- Data for processing -
/---

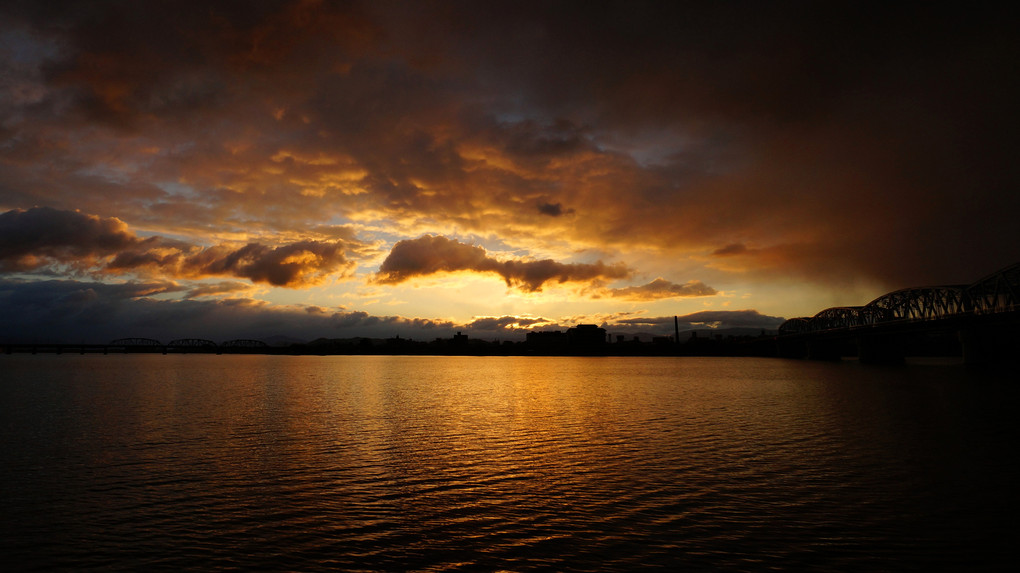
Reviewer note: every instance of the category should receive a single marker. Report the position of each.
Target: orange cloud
(432, 254)
(662, 289)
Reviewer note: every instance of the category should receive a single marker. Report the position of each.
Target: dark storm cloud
(28, 239)
(830, 140)
(71, 311)
(553, 209)
(42, 237)
(429, 255)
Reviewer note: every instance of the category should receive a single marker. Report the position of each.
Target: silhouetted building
(585, 335)
(547, 337)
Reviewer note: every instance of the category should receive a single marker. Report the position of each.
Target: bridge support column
(880, 349)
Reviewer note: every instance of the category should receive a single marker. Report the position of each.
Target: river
(307, 463)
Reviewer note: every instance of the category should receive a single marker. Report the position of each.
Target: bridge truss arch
(997, 293)
(149, 343)
(245, 344)
(193, 344)
(925, 303)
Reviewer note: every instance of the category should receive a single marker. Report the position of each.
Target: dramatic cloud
(34, 238)
(662, 289)
(40, 237)
(791, 151)
(430, 255)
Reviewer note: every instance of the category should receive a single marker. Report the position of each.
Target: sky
(334, 169)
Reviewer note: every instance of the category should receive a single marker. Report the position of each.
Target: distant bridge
(983, 317)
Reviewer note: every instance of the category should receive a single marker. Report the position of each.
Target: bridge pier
(880, 349)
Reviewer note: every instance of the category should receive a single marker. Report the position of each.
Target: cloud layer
(42, 237)
(783, 148)
(429, 255)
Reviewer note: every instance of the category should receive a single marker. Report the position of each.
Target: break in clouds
(785, 152)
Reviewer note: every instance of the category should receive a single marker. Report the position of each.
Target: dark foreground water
(427, 463)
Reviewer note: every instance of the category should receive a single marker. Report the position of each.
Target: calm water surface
(448, 463)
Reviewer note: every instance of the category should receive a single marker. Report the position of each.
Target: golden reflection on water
(501, 463)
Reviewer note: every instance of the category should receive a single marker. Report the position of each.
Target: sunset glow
(311, 168)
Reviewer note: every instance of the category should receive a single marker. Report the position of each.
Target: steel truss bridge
(983, 317)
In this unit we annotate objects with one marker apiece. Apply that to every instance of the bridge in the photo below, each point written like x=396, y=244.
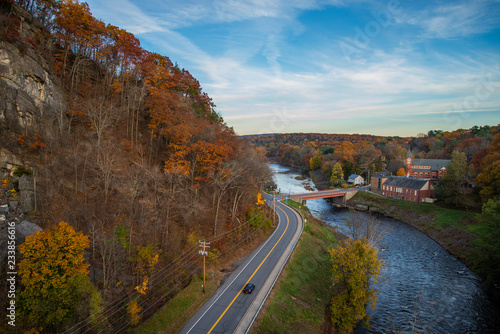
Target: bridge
x=340, y=195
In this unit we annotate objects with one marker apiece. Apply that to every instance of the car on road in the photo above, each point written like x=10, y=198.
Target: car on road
x=249, y=288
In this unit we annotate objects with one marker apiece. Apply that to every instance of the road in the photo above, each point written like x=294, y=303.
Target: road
x=229, y=310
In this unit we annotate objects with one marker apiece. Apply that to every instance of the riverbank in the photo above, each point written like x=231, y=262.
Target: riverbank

\---

- Task requirements -
Count each line of the material above that holds the word "apiece", and state the total with no other text.

- Result for this exercise -
4